**Selected extract**
· · · ·
Photo 1: A typical Unadilla KW40 antenna trap. Note the axial crack in the blue housing.


        I decided that I needed to do three things to attempt repair of the defective trap:

1) Re-epoxy the outer metal tube back into the housing.

2) Fill the axial cracks in both traps with some type of weatherproofing sealer to prevent moisture ingress.

Photo 2: The damaged antenna trap showing the outermost metal tube (which pulled completely out of the trap assembly) and a portion of the coil which unwound completely from the blue housing. The hardware was removed from the trap. Note that this trap is cracked in similar fashion to the trap in Photo 1 (which did not fail).

        3) Reinforce the aluminum tubes in some manner so that they could not pull out of the housing even though the housings were cracked and substantial friction that would have tended to keep the outermost metal tube in place was lost.
· · · ·
**Tasks to perform**
1 > Answer these questions from the trap repair notes:
(a) What make and model is the trap shown in Photo 1?
(b) According to the caption for Photo 2, which part pulled completely out of the trap assembly?
(c) What should the sealer in the second repair step prevent?
2 > Echo the stretch of the trap repair notes from "Photo 1: A typical" through "into the housing.".
3 > Carry on the trap repair notes from their last sentence.
The rows that come next are separate material and are unrelated to the trap repair notes.

**Given entries**
· · · ·
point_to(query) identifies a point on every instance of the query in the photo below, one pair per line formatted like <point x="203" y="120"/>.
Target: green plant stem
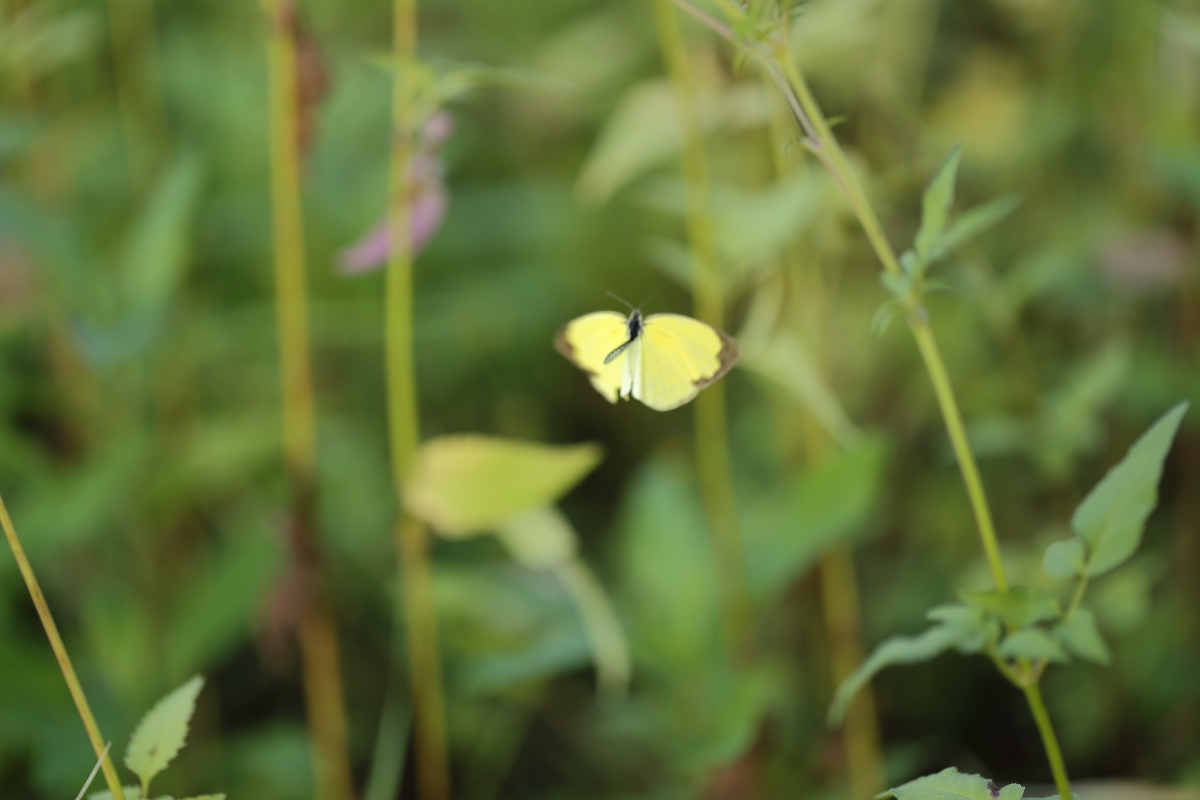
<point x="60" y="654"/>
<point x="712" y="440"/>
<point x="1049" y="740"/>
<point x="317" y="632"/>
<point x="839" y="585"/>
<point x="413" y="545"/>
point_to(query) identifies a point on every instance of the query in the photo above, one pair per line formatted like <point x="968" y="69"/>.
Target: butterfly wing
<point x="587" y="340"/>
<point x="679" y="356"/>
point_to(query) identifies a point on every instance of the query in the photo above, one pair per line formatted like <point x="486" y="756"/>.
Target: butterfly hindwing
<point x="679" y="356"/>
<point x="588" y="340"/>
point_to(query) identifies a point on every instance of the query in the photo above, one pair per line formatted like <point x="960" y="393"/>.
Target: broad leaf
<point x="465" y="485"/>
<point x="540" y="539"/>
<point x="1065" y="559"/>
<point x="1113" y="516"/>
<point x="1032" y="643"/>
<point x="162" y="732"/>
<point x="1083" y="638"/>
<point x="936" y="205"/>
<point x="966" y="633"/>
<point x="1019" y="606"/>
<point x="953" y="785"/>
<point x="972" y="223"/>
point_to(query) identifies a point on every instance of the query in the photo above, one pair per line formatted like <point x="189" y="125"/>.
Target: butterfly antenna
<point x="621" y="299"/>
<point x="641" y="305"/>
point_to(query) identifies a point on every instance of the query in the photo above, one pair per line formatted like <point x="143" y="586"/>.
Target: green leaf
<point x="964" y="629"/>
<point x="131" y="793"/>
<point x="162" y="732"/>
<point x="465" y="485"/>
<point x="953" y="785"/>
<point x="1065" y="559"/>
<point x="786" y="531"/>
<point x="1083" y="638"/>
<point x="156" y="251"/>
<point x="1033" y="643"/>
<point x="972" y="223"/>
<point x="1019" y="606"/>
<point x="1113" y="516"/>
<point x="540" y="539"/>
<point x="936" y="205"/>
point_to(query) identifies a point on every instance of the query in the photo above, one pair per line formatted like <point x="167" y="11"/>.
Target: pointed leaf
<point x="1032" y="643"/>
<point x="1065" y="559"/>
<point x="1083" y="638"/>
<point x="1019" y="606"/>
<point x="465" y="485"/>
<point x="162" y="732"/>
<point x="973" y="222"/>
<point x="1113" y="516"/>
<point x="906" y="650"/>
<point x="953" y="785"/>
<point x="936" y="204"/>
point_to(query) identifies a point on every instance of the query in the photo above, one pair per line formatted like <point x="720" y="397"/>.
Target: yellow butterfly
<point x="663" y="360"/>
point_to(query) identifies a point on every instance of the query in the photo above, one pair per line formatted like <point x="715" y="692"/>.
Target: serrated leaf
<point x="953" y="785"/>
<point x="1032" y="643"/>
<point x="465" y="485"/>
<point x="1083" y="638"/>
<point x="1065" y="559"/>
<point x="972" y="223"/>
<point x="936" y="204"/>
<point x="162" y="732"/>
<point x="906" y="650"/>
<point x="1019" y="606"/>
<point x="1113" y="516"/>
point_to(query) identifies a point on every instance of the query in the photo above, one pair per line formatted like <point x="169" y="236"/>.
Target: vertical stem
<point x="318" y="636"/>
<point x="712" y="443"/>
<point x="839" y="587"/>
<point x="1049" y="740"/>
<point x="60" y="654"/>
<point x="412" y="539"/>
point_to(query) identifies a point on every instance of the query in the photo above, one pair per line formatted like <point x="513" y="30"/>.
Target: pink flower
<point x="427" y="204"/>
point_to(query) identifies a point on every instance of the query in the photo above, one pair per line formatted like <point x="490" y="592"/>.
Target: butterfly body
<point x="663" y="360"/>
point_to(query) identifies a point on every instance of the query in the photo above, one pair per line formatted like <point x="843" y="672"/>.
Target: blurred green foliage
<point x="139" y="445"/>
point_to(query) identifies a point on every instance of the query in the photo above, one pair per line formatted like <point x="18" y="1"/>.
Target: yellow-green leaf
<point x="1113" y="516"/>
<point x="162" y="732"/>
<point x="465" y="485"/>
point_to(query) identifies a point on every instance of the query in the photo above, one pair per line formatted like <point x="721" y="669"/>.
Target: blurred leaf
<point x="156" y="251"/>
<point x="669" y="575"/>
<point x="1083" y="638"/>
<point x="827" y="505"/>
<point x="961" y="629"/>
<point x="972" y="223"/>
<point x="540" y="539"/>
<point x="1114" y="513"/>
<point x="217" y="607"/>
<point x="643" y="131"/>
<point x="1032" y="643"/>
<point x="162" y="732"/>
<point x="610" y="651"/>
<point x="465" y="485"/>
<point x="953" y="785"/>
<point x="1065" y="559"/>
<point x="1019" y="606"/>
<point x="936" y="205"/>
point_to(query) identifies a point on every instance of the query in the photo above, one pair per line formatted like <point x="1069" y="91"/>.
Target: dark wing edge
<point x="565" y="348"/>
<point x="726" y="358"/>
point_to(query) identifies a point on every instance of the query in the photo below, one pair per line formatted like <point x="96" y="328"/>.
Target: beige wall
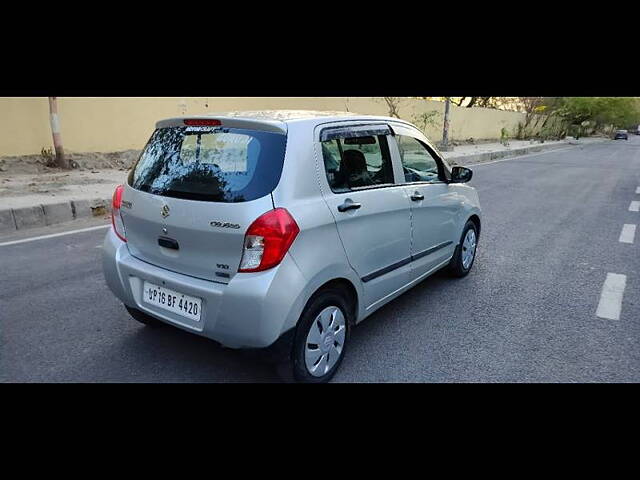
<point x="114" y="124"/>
· · · ·
**Responses in order**
1 >
(a) Unadilla KW40
(b) The outermost metal tube
(c) Moisture ingress

2 >
Photo 1: A typical Unadilla KW40 antenna trap. Note the axial crack in the blue housing.


        I decided that I needed to do three things to attempt repair of the defective trap:

1) Re-epoxy the outer metal tube back into the housing.

3 >
        Step 1 was accomplished by first cleaning out the cork residue inside the closed end of the outer metal tube. Then a quantity of two-part epoxy was daubed onto the exposed end of the smaller (inner) metal tube and the outer tube was tapped back into the housing using a plastic mallet, taking care to ensure that the holes in the end of the tube were properly aligned as originally installed. The exposed length of the outer tube was checked against the undamaged trap to ensure that the tube was tapped fully into the housing.

Photo 3: View of the open end of the damaged trap showing the innermost metal tube and the cork core. The missing portion of cork was stuck inside the outermost metal tube. This indicates that because the blue housing cracked open and separated along its entire length, the cork filler was bearing the brunt of the axial load on the trap and finally gave way. The exposed cork in the photo was coated with epoxy and the outer metal tube driven back into the trap body.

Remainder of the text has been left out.